- [Page extract]
Psychological Warning Signs of Alcohol or Drug Abuse:

  • Unexplained, confusing changes in personality and/or attitude
  • Sudden mood changes (irritability, angry outbursts or laughing at nothing)
  • Periods of unusual hyperactivity or agitation
  • Lack of motivation (inability to focus, appears lethargic or “spaced out”)
  • Appears fearful, withdrawn, anxious or paranoid with no apparent reason

If you suspect your child is abusing drugs or alcohol, understanding the substances your child may be abusing can guide your approach to getting help. We offer affordable and effective screening kits that can be collected in a variety of ways to accommodate your preference.

At Home Drug Tests

Our home drug test kits can be collected in one of the following ways:

Mailed Collection – We send the supplies to you with collection instructions and a prepaid mailer

In-Office Collection – Clients can come to our facility (West Virginia Drug Lab in Parkersburg, WV) for collections


What to Do if Your Child Tests Positive

Stay calm – You are undoubtedly feeling upset, angry and betrayed, but now is not the time to let those feelings out on your teen. Before any confrontation takes place, take time to breathe and compose yourself. Whether that is 1 hour or 3 days, make sure that you are able to calmly handle the topic before any other steps are taken.

Talk to your teen – While you shouldn’t blow up at your teen, you still need to confront the issue. Approach with a spirit of concern, not blame, striving to understand what’s going on and what you can do to help. Keep in mind that this can provide an excellent opportunity for connecting with your teen concerning other difficulties going on in their life at school, home, work or within relationships.

Discuss the test results – Make sure that you discuss the positive test results with your teen. Be aware, though, that regardless of positive results, your teen will most likely attempt to deny the drug use. Take note that there is no chance of second hand drug exposure (i.e. being in the room where marijuana was smoked will not result in a positive drug test), so this is not a plausible excuse.

Discuss the reasons to stop use from their perspective, not yours – Don’t use scare tactics or guilt to stop your teen’s behavior. Consider the things in your child’s life that are important to him or her, and then seek to help him or her understand how drugs will negatively affect those things such as school, sports, relationships, physical appearance, driving, etc.

- [Work to complete]
Extract the portion of the drug abuse warning signs page from "At Home Drug" to "steps are taken.", copying it word for word.

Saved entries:
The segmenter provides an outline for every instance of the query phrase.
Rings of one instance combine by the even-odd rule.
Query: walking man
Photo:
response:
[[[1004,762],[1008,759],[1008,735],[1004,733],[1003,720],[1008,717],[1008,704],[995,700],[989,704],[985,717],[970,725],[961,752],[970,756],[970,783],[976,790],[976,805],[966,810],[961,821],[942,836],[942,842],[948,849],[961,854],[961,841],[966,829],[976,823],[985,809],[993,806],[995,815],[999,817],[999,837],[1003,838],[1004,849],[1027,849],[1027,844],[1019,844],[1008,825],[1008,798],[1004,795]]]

- [Result of this task]
At Home Drug Tests

Our home drug test kits can be collected in one of the following ways:

Mailed Collection – We send the supplies to you with collection instructions and a prepaid mailer

In-Office Collection – Clients can come to our facility (West Virginia Drug Lab in Parkersburg, WV) for collections


What to Do if Your Child Tests Positive

Stay calm – You are undoubtedly feeling upset, angry and betrayed, but now is not the time to let those feelings out on your teen. Before any confrontation takes place, take time to breathe and compose yourself. Whether that is 1 hour or 3 days, make sure that you are able to calmly handle the topic before any other steps are taken.